• Wat te doen:
#1 Noem de drie dingen die beide synoden volgens het artikel over het verenigingsproces van DGK en GKN hadden kunnen doen als ze ongeveer gelijktijdig over het rapport hadden vergaderd.
#2 Geef aan in welke maand en welk jaar de synode van de DGK volgens het artikel over het verenigingsproces van DGK en GKN uitsprak in te stemmen met de inhoudelijke lijn van het rapport.
#3 Zet het artikel over het verenigingsproces van DGK en GKN voort vanaf de laatste zin.

• Tekstfragment:
Ik schreef boven dit artikel: Moet het misschien kerkrechtelijk anders? Ik ben me namelijk gaan afvragen of de Classis Noord, al was het uit begrijpelijke pastorale motieven,  kerkrechtelijk wel de goede weg bewandelde toen ze besloot niet aan een vervroegde synode mee te werken. Immers, de zaak van een kerkverbandelijke vereniging met de DGK is geen classicale zaak meer, maar is op de agenda van de synode geplaatst. Niet de classes, maar de synode benoemde deputaten. Die ook aan de synode rapporteren moesten. Nu zijn deze deputaten al in september 2021 tot een gezamenlijk rapport gekomen met duidelijke voorstellen over een verder traject. En over die voorstellen moeten nu de kérken, in hun synode, zich uitspreken. De DGK hebben inmiddels in hun synode van mei 2022 uitgesproken met de inhoudelijke lijn van het rapport in te stemmen, zonder ook al de voorstellen impliciet te behandelen. Het was n.l. de bedoeling, zoals deputaten voorstelden, dat dit ongeveer gelijktijdig ook in een synode van de GKN zou zijn gebeurd. Dan zouden beide synoden een oordeel hebben kunnen geven, uitspraken erover doen, een verdere weg wijzen. Maar dat is dus door één classis tegengehouden.

 

Ja, er kunnen goede, wijze, pastorale redenen zijn om in het verenigingsproces een beetje gas terug te nemen. Om eraan verder te werken dat alle betrokken gemeenten in DGK en GKN er van harte in mee kunnen. Om niet door een geforceerde vereniging een nieuwe scheuring te veroorzaken. Maar dat kan in dit stadium niet meer één classis besluiten. Daar moeten de kerken van de GKN zich nu sámen in een synode over buigen. Net zoals de kerken van de DGK dat in hun synode deden en moeten doen. Aan deputaten is opgedragen in hun gesprekken rekening houden met de moeiten en pijnpunten die er in plaatselijke kerken en bij broeders en zusters liggen. Daarvoor hebben deputaten plaatselijke kerken benaderd en zijn ze behulpzaam. Moeiten en pijnpunten in de kerken zullen bij het bespreken en wegen van het rapport van deputaten in de synode aan de orde komen. En waar nodig worden dan de voorstellen van de gezamenlijke deputaten op bepaalde onderdelen aangepast. Maar dat is een zaak van al de kerken in het beide kerkverbanden geworden. Niet van enkele kerken die te maken hebben met moeite en pijnpunten, ook niet van een enkele classis.

• Aangeleverd materiaal:

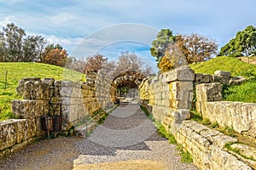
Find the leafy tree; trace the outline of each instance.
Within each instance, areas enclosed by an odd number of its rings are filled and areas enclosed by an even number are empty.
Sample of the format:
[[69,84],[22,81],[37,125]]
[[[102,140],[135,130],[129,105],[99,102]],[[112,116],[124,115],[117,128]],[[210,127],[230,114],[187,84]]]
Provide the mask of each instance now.
[[108,59],[102,54],[90,56],[87,58],[84,72],[97,72],[106,63],[108,63]]
[[24,62],[42,61],[42,53],[46,41],[41,36],[28,36],[23,42]]
[[165,56],[162,57],[159,68],[162,72],[188,65],[187,59],[177,43],[170,43]]
[[218,55],[237,57],[252,54],[256,54],[256,28],[249,26],[222,47]]
[[6,60],[20,61],[22,59],[22,41],[26,36],[25,31],[11,23],[7,24],[3,31],[7,48]]
[[116,72],[137,71],[141,72],[143,62],[138,60],[137,54],[129,51],[122,52],[117,62]]
[[215,41],[199,34],[178,35],[176,37],[176,43],[189,64],[208,60],[218,50]]
[[158,64],[164,56],[169,43],[174,41],[175,36],[172,35],[172,31],[170,29],[161,29],[158,32],[156,39],[151,43],[152,48],[150,48],[150,54],[156,58]]
[[31,62],[40,60],[46,41],[41,36],[27,36],[14,23],[0,31],[0,61]]
[[45,48],[42,54],[42,61],[45,64],[63,67],[67,60],[67,50],[63,49],[60,44],[50,44]]

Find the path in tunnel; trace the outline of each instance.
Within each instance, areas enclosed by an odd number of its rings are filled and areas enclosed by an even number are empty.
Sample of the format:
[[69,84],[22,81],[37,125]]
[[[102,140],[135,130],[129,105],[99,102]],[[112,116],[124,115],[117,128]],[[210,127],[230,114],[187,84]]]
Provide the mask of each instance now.
[[42,140],[0,160],[0,169],[197,169],[175,148],[138,105],[121,104],[87,139]]

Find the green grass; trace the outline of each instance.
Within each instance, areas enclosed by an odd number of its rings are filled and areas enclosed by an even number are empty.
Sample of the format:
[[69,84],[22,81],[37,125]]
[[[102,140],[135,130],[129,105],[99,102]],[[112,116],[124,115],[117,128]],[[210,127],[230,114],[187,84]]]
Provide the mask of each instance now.
[[224,87],[224,99],[227,101],[242,101],[256,103],[256,80],[250,80],[240,86]]
[[236,154],[238,154],[239,156],[241,156],[241,157],[245,158],[245,159],[247,159],[247,160],[251,160],[251,161],[253,161],[253,162],[256,162],[256,160],[253,157],[253,156],[245,156],[243,154],[241,154],[241,150],[238,149],[238,148],[232,148],[232,144],[242,144],[242,143],[240,143],[240,142],[230,142],[230,143],[227,143],[225,145],[224,145],[224,148],[226,148],[228,150],[230,151],[233,151]]
[[249,77],[256,75],[256,65],[242,62],[234,57],[216,57],[189,66],[195,73],[213,75],[215,71],[221,70],[230,71],[232,76]]
[[256,65],[234,57],[216,57],[207,62],[190,65],[195,73],[214,74],[215,71],[230,71],[232,76],[250,79],[240,86],[224,86],[224,99],[228,101],[256,103]]
[[[5,73],[7,83],[5,88]],[[55,80],[84,81],[82,73],[62,67],[40,63],[0,63],[0,121],[15,118],[11,102],[21,99],[16,94],[19,81],[26,77],[55,78]]]

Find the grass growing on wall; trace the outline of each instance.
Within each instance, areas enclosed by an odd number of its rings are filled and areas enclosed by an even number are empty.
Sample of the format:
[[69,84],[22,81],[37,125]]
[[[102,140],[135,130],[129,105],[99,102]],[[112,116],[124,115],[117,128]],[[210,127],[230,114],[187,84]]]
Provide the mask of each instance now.
[[215,71],[230,71],[231,76],[250,80],[241,86],[224,86],[224,99],[228,101],[256,103],[256,65],[242,62],[234,57],[216,57],[207,62],[190,65],[195,73],[213,75]]
[[[7,72],[7,83],[5,74]],[[0,121],[13,118],[11,102],[16,94],[19,81],[26,77],[55,78],[55,80],[84,81],[84,75],[62,67],[41,63],[0,63]],[[6,88],[5,88],[6,85]]]
[[161,123],[160,122],[154,121],[154,119],[152,116],[152,114],[150,114],[148,112],[148,110],[147,110],[146,107],[143,107],[141,105],[141,109],[144,111],[145,115],[147,116],[148,116],[150,120],[153,121],[154,125],[157,128],[157,132],[163,137],[168,139],[170,144],[177,145],[177,150],[180,151],[179,155],[181,156],[182,162],[187,162],[187,163],[193,162],[193,158],[192,158],[192,156],[190,155],[190,153],[188,151],[185,151],[181,145],[177,144],[175,137],[172,133],[166,132],[165,128],[161,125]]
[[216,57],[207,62],[189,65],[195,73],[213,75],[215,71],[226,71],[231,76],[249,77],[256,75],[256,65],[242,62],[234,57]]

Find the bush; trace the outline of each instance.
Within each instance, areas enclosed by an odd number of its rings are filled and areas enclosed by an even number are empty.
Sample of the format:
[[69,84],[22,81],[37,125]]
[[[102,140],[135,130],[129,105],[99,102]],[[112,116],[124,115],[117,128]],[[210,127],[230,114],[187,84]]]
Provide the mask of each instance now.
[[224,99],[256,103],[256,80],[249,80],[240,86],[224,86]]

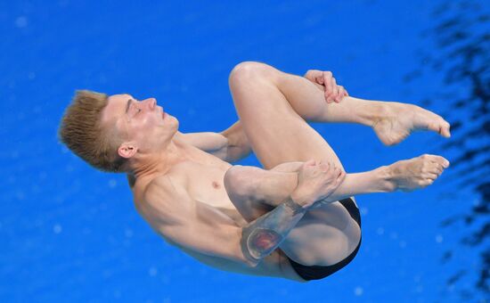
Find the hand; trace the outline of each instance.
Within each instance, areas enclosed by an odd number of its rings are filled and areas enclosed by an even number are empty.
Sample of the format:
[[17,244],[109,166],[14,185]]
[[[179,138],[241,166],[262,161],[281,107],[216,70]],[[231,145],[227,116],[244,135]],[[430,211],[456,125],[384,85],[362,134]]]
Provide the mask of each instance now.
[[346,172],[329,162],[309,160],[298,174],[298,186],[291,199],[304,208],[329,197],[340,185]]
[[348,95],[344,86],[337,84],[337,80],[333,78],[331,71],[310,70],[305,74],[305,78],[312,82],[323,86],[327,103],[331,103],[333,102],[339,102],[343,97]]

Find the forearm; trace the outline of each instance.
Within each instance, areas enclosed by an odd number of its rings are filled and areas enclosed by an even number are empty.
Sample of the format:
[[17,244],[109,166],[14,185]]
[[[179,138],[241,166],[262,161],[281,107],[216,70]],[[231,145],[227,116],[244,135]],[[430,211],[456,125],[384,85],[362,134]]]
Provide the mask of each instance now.
[[249,263],[255,266],[272,253],[307,209],[288,197],[274,209],[244,226],[241,245]]

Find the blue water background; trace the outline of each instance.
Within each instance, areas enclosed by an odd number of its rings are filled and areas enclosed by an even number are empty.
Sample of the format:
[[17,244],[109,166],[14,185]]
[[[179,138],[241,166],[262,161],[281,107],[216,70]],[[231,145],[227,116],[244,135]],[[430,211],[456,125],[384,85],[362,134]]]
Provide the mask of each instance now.
[[[332,70],[353,96],[425,106],[440,76],[403,78],[420,65],[421,49],[434,47],[421,36],[434,24],[433,5],[0,2],[0,301],[457,301],[445,284],[454,267],[440,259],[461,231],[440,222],[477,197],[465,189],[445,194],[454,184],[449,172],[423,191],[359,196],[358,256],[325,280],[300,284],[218,271],[170,247],[138,217],[124,176],[94,170],[56,136],[82,88],[154,96],[181,131],[221,131],[237,119],[227,78],[243,61],[294,74]],[[416,133],[388,148],[365,127],[314,127],[349,172],[440,154],[444,140]],[[259,165],[253,157],[241,164]],[[461,250],[456,261],[476,270],[472,252]]]

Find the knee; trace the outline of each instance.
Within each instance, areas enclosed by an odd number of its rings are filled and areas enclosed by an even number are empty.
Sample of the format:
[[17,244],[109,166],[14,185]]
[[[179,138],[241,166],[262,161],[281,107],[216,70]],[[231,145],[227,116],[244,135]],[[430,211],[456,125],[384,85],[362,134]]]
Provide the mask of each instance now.
[[257,188],[256,168],[235,165],[225,174],[225,189],[233,197],[253,196]]
[[230,73],[230,84],[249,82],[251,80],[272,78],[274,69],[270,65],[257,61],[243,61],[232,70]]

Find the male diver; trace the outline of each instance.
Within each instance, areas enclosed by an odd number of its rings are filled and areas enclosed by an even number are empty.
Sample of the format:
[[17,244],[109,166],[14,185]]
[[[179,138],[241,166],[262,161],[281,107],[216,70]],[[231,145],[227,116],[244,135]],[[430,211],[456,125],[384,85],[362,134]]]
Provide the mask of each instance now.
[[[127,174],[136,209],[170,244],[222,270],[298,282],[357,253],[355,195],[423,188],[449,166],[425,154],[347,174],[307,122],[369,126],[386,145],[414,130],[449,137],[450,126],[416,105],[351,97],[331,72],[246,61],[229,85],[240,119],[219,134],[179,132],[154,98],[78,91],[61,139],[94,168]],[[251,152],[264,169],[230,164]]]

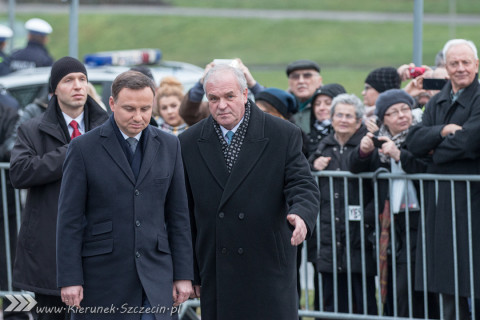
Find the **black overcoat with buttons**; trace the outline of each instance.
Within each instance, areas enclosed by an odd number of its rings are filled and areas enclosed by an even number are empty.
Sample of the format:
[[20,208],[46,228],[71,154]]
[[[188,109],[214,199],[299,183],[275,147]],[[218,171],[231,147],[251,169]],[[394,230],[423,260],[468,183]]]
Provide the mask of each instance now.
[[[331,160],[324,170],[349,170],[350,154],[360,144],[360,140],[367,133],[367,129],[362,125],[345,143],[341,146],[335,139],[335,133],[326,136],[320,142],[316,152],[309,158],[313,169],[313,162],[318,157],[330,157]],[[369,182],[363,180],[364,189],[368,188]],[[350,251],[347,251],[346,226],[345,226],[345,189],[344,179],[337,178],[333,180],[333,203],[330,201],[330,183],[329,178],[320,178],[320,252],[314,260],[317,263],[317,270],[320,272],[334,272],[333,264],[333,246],[336,250],[337,271],[339,273],[347,272],[347,256],[350,257],[351,271],[355,273],[362,272],[361,256],[361,230],[360,221],[349,222]],[[360,206],[359,185],[357,179],[348,180],[348,204],[351,206]],[[364,245],[365,245],[365,263],[367,275],[375,275],[375,259],[373,255],[372,239],[375,231],[375,213],[373,212],[373,198],[364,201]],[[332,216],[332,206],[334,215]],[[347,210],[348,214],[348,210]],[[347,218],[348,219],[348,218]],[[335,236],[332,237],[332,220],[335,224]],[[316,252],[316,234],[308,241],[309,253]],[[350,253],[348,255],[348,253]]]
[[158,128],[145,130],[137,179],[112,121],[68,148],[58,204],[58,286],[83,285],[82,307],[115,308],[72,319],[139,320],[139,312],[127,312],[142,306],[142,289],[156,320],[171,319],[173,281],[193,280],[180,143]]
[[297,249],[286,217],[299,215],[311,233],[319,198],[300,129],[251,103],[230,174],[211,116],[179,138],[202,319],[298,318]]

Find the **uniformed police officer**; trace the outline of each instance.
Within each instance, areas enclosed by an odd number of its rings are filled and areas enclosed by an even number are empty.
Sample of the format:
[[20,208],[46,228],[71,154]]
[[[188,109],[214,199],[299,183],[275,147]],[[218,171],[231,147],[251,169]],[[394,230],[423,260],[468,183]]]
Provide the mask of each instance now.
[[13,32],[7,26],[0,25],[0,76],[4,76],[10,73],[10,59],[3,52],[7,39],[12,37]]
[[10,57],[12,71],[51,66],[53,58],[45,44],[52,32],[52,26],[45,20],[33,18],[25,23],[25,29],[28,30],[28,44],[25,48],[12,53]]

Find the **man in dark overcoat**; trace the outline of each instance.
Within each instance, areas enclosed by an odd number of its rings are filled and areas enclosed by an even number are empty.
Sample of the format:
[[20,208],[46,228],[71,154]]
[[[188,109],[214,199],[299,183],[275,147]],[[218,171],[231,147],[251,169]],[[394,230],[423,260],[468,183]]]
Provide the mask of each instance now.
[[204,88],[210,116],[180,135],[202,319],[298,318],[296,246],[319,205],[301,131],[249,101],[234,67]]
[[[417,157],[428,157],[428,173],[480,174],[480,86],[475,45],[463,39],[450,40],[443,49],[450,81],[427,104],[423,121],[411,128],[407,148]],[[427,289],[443,294],[445,319],[455,319],[455,258],[458,262],[460,319],[468,317],[470,276],[475,287],[475,307],[480,316],[480,184],[471,183],[471,230],[473,261],[469,259],[467,188],[464,182],[427,183],[425,191],[426,249],[417,244],[416,289],[423,290],[422,259],[426,255]],[[454,255],[454,197],[456,248]],[[420,234],[420,233],[419,233]],[[473,270],[469,264],[473,263]],[[473,273],[471,273],[473,272]]]
[[[13,270],[13,285],[35,293],[35,319],[64,319],[64,313],[36,314],[40,307],[64,304],[56,281],[55,232],[62,165],[75,132],[105,122],[107,113],[87,95],[87,71],[77,59],[64,57],[51,70],[54,93],[42,116],[24,122],[11,151],[10,179],[28,189]],[[75,120],[77,130],[71,122]],[[77,133],[77,134],[78,134]]]
[[72,319],[172,319],[192,292],[180,142],[149,125],[154,95],[144,74],[120,74],[109,121],[68,148],[57,270]]

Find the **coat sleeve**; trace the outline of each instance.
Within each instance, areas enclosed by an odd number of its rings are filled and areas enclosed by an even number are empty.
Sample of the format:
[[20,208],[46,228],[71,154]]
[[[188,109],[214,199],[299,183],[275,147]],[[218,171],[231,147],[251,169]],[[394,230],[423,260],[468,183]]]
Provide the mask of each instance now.
[[317,221],[320,193],[308,161],[302,153],[300,128],[294,129],[288,142],[284,194],[289,214],[301,217],[307,225],[308,236],[311,235]]
[[18,113],[11,107],[3,107],[0,114],[0,161],[10,160],[8,138],[13,135]]
[[57,285],[83,285],[82,243],[87,201],[87,170],[78,140],[67,151],[58,200]]
[[58,181],[62,178],[62,165],[68,145],[38,154],[38,131],[29,126],[31,121],[22,124],[17,131],[17,141],[10,157],[10,179],[17,189],[28,189]]
[[409,129],[406,144],[414,156],[427,156],[443,140],[440,133],[445,125],[434,125],[435,106],[436,100],[431,99],[425,107],[422,122]]
[[172,251],[173,280],[193,280],[193,250],[188,202],[185,194],[180,142],[178,139],[176,142],[175,167],[166,197],[165,219]]

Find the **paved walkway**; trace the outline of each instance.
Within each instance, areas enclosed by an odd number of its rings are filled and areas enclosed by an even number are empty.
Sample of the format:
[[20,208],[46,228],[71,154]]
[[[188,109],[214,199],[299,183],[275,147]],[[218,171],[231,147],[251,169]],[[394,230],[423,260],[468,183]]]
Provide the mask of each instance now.
[[[16,13],[67,13],[68,3],[52,4],[17,4]],[[0,0],[0,12],[8,12],[8,1]],[[413,13],[382,12],[343,12],[312,10],[262,10],[262,9],[214,9],[214,8],[180,8],[168,6],[126,6],[126,5],[80,5],[80,13],[111,13],[158,16],[185,17],[222,17],[237,19],[308,19],[324,21],[358,21],[358,22],[412,22]],[[425,14],[424,23],[456,25],[479,25],[480,15],[468,14]]]

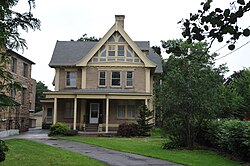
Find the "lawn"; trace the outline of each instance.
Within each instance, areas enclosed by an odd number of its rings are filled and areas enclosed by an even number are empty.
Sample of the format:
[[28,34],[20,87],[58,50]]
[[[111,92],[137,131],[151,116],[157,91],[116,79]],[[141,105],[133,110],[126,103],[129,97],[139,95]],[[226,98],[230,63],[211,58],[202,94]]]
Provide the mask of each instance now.
[[141,154],[184,165],[235,166],[241,165],[216,152],[208,150],[164,150],[161,148],[166,139],[162,138],[83,138],[60,137],[62,139],[94,144],[118,151]]
[[3,166],[105,165],[81,154],[33,141],[12,139],[6,140],[5,143],[9,151],[5,161],[0,163]]

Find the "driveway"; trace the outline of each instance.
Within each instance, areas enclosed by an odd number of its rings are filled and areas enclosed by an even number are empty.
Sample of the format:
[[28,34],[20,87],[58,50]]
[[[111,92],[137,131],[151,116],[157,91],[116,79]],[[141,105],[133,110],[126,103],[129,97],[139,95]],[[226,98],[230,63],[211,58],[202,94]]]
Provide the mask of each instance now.
[[119,152],[85,143],[49,138],[47,136],[47,133],[48,130],[33,129],[19,136],[16,136],[16,138],[33,140],[53,147],[65,149],[71,152],[80,153],[96,160],[100,160],[111,166],[180,166],[179,164],[171,163],[160,159]]

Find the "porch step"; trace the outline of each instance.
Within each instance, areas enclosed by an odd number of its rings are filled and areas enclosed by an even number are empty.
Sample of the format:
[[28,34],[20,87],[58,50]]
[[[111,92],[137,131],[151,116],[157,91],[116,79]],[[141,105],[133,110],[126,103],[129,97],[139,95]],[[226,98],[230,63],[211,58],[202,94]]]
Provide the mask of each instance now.
[[86,124],[85,131],[86,132],[97,132],[98,131],[98,124]]

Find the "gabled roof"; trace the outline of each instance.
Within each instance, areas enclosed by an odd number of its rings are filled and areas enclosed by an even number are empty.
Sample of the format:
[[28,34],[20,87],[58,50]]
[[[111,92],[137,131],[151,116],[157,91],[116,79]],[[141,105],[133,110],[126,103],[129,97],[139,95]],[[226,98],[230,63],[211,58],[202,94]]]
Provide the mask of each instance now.
[[94,56],[94,54],[107,42],[107,40],[115,33],[119,32],[121,36],[125,39],[125,41],[129,44],[129,46],[134,50],[134,52],[139,56],[139,58],[143,61],[145,67],[156,67],[152,61],[150,61],[146,56],[144,56],[142,50],[138,48],[135,42],[128,36],[128,34],[124,31],[121,24],[116,22],[108,32],[103,36],[103,38],[96,43],[96,45],[88,52],[88,54],[82,58],[82,60],[77,64],[77,66],[87,66],[89,60]]
[[[76,66],[87,55],[97,42],[57,41],[49,63],[50,67]],[[156,64],[156,73],[162,73],[161,58],[149,46],[149,41],[136,41],[135,44],[143,51],[149,51],[147,58]]]

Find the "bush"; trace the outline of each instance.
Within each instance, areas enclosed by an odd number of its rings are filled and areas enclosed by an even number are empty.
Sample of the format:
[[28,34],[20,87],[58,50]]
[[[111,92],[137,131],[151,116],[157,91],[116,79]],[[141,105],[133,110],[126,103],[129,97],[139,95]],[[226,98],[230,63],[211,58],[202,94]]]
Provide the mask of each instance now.
[[49,136],[74,136],[77,135],[77,130],[71,130],[65,123],[56,123],[50,127]]
[[[212,121],[203,127],[197,139],[244,161],[250,161],[250,122],[239,120]],[[204,141],[200,141],[204,140]]]
[[8,151],[8,147],[3,140],[0,140],[0,162],[5,160],[5,153]]
[[132,124],[122,123],[118,127],[117,136],[134,137],[137,135],[138,135],[137,124],[135,123]]

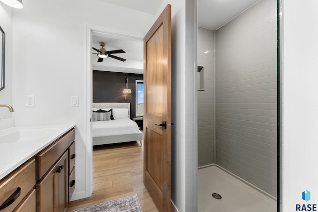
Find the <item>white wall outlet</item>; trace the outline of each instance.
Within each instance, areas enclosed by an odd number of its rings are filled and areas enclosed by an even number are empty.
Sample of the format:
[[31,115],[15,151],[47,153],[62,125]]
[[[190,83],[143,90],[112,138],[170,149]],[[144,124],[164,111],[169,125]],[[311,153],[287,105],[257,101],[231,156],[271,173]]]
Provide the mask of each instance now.
[[79,106],[79,97],[71,97],[71,106]]
[[25,106],[34,106],[34,96],[25,96]]

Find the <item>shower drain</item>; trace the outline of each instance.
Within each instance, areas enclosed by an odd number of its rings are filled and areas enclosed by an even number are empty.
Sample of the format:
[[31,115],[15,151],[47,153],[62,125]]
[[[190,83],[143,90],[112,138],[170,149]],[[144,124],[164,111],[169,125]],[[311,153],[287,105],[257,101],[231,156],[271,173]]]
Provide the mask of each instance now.
[[216,199],[217,200],[221,200],[221,199],[222,199],[222,196],[216,193],[213,193],[212,197],[213,197],[214,198]]

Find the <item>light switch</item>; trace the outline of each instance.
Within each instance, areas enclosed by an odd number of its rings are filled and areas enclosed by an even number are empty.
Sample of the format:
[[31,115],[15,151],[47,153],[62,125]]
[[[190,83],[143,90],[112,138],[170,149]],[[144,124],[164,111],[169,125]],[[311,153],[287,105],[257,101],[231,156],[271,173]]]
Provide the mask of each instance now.
[[79,106],[79,97],[71,97],[71,106]]

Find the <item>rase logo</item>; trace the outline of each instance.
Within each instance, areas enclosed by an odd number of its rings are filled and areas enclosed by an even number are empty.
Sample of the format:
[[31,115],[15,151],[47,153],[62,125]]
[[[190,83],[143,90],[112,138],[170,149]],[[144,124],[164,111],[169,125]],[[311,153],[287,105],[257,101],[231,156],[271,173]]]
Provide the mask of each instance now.
[[[306,190],[302,193],[303,200],[308,202],[310,200],[310,191]],[[317,204],[296,204],[297,212],[317,212]]]

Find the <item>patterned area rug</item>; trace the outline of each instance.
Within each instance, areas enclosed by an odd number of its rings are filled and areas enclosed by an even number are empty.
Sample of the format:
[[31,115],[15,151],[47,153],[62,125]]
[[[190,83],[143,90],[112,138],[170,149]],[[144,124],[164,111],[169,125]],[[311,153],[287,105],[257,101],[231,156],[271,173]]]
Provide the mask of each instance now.
[[142,212],[137,194],[105,202],[71,212]]

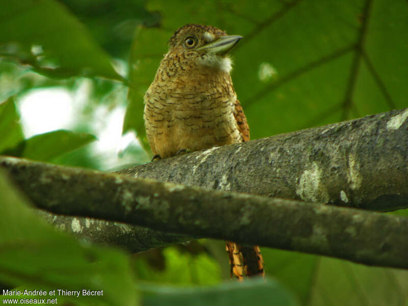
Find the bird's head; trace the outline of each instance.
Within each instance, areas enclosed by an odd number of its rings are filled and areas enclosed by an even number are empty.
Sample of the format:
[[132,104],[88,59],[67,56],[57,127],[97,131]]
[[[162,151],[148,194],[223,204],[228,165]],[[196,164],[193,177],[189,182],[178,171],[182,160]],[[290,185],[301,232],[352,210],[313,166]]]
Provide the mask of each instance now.
[[168,54],[181,56],[199,66],[230,72],[232,61],[228,53],[241,38],[239,35],[227,35],[214,27],[186,24],[170,39]]

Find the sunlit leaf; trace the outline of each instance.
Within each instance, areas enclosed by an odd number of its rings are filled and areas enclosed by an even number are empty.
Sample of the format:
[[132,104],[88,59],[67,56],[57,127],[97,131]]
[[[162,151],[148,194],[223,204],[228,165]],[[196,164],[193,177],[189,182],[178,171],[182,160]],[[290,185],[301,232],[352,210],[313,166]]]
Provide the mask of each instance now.
[[96,140],[93,135],[59,130],[27,139],[20,157],[50,161],[56,157]]

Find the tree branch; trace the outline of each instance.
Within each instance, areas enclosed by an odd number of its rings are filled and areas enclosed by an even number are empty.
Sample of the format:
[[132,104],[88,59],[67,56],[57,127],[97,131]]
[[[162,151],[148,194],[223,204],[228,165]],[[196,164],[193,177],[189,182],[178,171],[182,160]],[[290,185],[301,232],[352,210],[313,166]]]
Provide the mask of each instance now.
[[[23,162],[13,177],[55,213],[408,268],[408,218]],[[30,173],[40,175],[28,182]]]
[[[215,148],[123,171],[128,176],[12,158],[0,163],[37,206],[55,213],[408,268],[406,218],[129,176],[376,210],[406,207],[407,117],[408,109],[393,111]],[[67,222],[73,232],[87,228],[86,220]],[[173,239],[189,240],[164,240]]]
[[408,208],[408,108],[167,158],[119,173],[371,210]]

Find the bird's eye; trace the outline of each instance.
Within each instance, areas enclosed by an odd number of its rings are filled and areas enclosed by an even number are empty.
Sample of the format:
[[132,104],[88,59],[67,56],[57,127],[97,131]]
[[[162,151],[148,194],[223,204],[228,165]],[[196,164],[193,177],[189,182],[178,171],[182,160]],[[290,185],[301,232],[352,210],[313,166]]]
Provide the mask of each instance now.
[[189,49],[194,48],[197,44],[197,38],[194,36],[189,36],[184,41],[184,44]]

• Antwoorden per opdracht:
#1
- een oordeel geven
- uitspraken erover doen
- een verdere weg wijzen

#2 In mei 2022.

#3
De Classis Noord mag natuurlijk ter voorbereiding van een synode best al de voorstellen van de deputaten eerst nog eens grondig bespreken. En aan haar afgevaardigden desnoods de instructie meegeven, dat zij moeten aandringen op extra aandacht voor de gemeenten waar nog problemen met erkenning en het verder werken aan één kerkverband bestaan. Er spelen wel meer zaken waarover niet alle kerken in beide kerkverbanden gelijk denken. De ene gemeente ziet er naar uit dat predikanten over en weer kunnen voorgaan en dat over en weer leden als gasten het avondmaal mee vieren en dat attestaties van elkaar worden aanvaard. In een andere gemeente kan dat veel moeilijker liggen. Maar gezien het inmiddels afgelegde traject is het woord nu wel aan de kerken samen.

 

Een buitengewone of vervroegde synode hoeft helemaal niet te betekenen -mág beslist niet betekenen- dat over de moeiten in bepaalde gemeenten, zowel in GKN- als DGK-verband, heen gewalst wordt. Het lijkt me een denkfout gezamenlijke kerkverbandelijke afspraken en plaatselijk pastoraat tegen elkaar uit te spelen. Een synode kan er juist aan meewerken dat er in de kring van ál de kerken meer begrip voor dat plaatselijk pastoraat ontstaat. En er meer raadgevers (zie Spreuken 24:6b) gaan meedenken over een voor Christus Jezus te verantwoorden oplossing.  Want over dat laatste: dat we tegenover Christus ons moeten kunnen verantwoorden, zijn we het toch allemaal eens?

 

NOTEN



[i] https://www.gereformeerdekerkennederland.nl › nieuws

[ii] https://www.gereformeerdekerkennederland.nl › classes

[iii] Op de website van sommige gemeenten, zoals van onze gemeente te Hardenberg, is nog altijd een uitvoerig overzicht van die onverkwikkelijke geschiedenis te lezen. Wordt het niet tijd dat we dit nu maar van de sites afhalen? Het is bepaald geen aanmoediging voor hen die een aansluiting bij ons overwegen!